(GIVEN DATA):
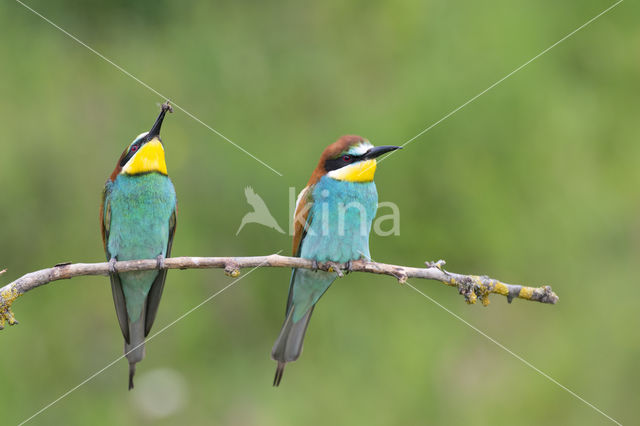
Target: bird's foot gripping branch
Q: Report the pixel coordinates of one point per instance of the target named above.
(472, 287)
(7, 297)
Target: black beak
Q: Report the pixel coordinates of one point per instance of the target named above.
(155, 130)
(377, 151)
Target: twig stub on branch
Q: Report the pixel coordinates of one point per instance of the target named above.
(472, 287)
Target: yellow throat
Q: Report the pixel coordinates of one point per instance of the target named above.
(362, 171)
(150, 158)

(PROBLEM REQUIREMENTS):
Would you please show every line of the material above that includes the string "branch"?

(WRITTEN RESPONSE):
Target: bird's foot gripping branch
Target: twig stub on branch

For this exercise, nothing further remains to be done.